Start of Block
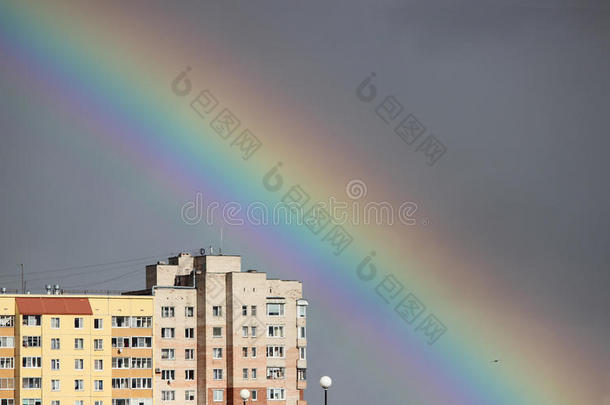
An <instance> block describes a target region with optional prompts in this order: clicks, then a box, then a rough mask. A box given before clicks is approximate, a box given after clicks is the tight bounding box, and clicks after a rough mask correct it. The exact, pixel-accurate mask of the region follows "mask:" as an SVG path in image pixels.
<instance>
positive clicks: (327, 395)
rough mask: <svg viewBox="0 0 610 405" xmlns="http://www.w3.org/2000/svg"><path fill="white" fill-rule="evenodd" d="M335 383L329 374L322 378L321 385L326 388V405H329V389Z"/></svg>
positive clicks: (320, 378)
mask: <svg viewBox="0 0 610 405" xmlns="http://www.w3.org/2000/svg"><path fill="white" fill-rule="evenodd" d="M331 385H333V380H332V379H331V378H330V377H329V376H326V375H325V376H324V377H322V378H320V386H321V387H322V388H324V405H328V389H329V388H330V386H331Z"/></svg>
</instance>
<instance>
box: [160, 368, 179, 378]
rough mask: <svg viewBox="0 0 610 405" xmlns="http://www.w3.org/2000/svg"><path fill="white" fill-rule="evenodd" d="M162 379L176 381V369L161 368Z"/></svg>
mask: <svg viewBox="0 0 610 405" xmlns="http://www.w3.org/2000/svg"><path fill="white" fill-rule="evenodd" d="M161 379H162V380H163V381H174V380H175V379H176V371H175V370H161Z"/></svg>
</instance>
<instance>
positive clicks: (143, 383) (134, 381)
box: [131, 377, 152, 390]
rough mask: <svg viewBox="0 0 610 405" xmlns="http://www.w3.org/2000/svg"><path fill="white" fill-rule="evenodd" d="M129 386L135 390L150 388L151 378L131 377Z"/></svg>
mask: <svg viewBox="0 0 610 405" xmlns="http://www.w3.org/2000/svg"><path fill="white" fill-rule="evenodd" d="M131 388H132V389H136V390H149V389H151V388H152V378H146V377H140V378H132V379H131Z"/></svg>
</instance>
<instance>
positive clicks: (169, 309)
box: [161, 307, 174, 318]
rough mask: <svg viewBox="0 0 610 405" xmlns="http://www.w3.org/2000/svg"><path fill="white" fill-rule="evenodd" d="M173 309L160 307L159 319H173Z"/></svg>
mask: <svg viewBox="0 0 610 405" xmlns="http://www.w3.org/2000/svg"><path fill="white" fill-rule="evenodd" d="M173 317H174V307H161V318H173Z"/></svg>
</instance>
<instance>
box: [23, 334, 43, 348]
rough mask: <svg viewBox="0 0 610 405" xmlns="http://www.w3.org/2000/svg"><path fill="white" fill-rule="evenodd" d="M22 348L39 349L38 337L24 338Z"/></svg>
End of Block
#### Work to complete
In the entries above, the lines between the one holding "383L329 374L322 378L321" and the one holding "box: [131, 377, 152, 390]", inclusive, are to be printed exactly as written, and those alone.

#### Solution to this exercise
rough mask: <svg viewBox="0 0 610 405" xmlns="http://www.w3.org/2000/svg"><path fill="white" fill-rule="evenodd" d="M335 383L329 374L322 378L321 385L326 388V405H329V389Z"/></svg>
positive clicks: (320, 378)
mask: <svg viewBox="0 0 610 405" xmlns="http://www.w3.org/2000/svg"><path fill="white" fill-rule="evenodd" d="M331 385H333V380H332V379H331V378H330V377H329V376H326V375H325V376H324V377H322V378H320V386H321V387H322V388H324V405H328V389H329V388H330V386H331Z"/></svg>
</instance>
<instance>
box: [160, 368, 179, 378]
rough mask: <svg viewBox="0 0 610 405" xmlns="http://www.w3.org/2000/svg"><path fill="white" fill-rule="evenodd" d="M162 379L176 381V369L161 368Z"/></svg>
mask: <svg viewBox="0 0 610 405" xmlns="http://www.w3.org/2000/svg"><path fill="white" fill-rule="evenodd" d="M161 379H162V380H163V381H174V380H175V379H176V371H175V370H161Z"/></svg>
</instance>
<instance>
positive clicks: (143, 383) (134, 381)
box: [131, 377, 152, 390]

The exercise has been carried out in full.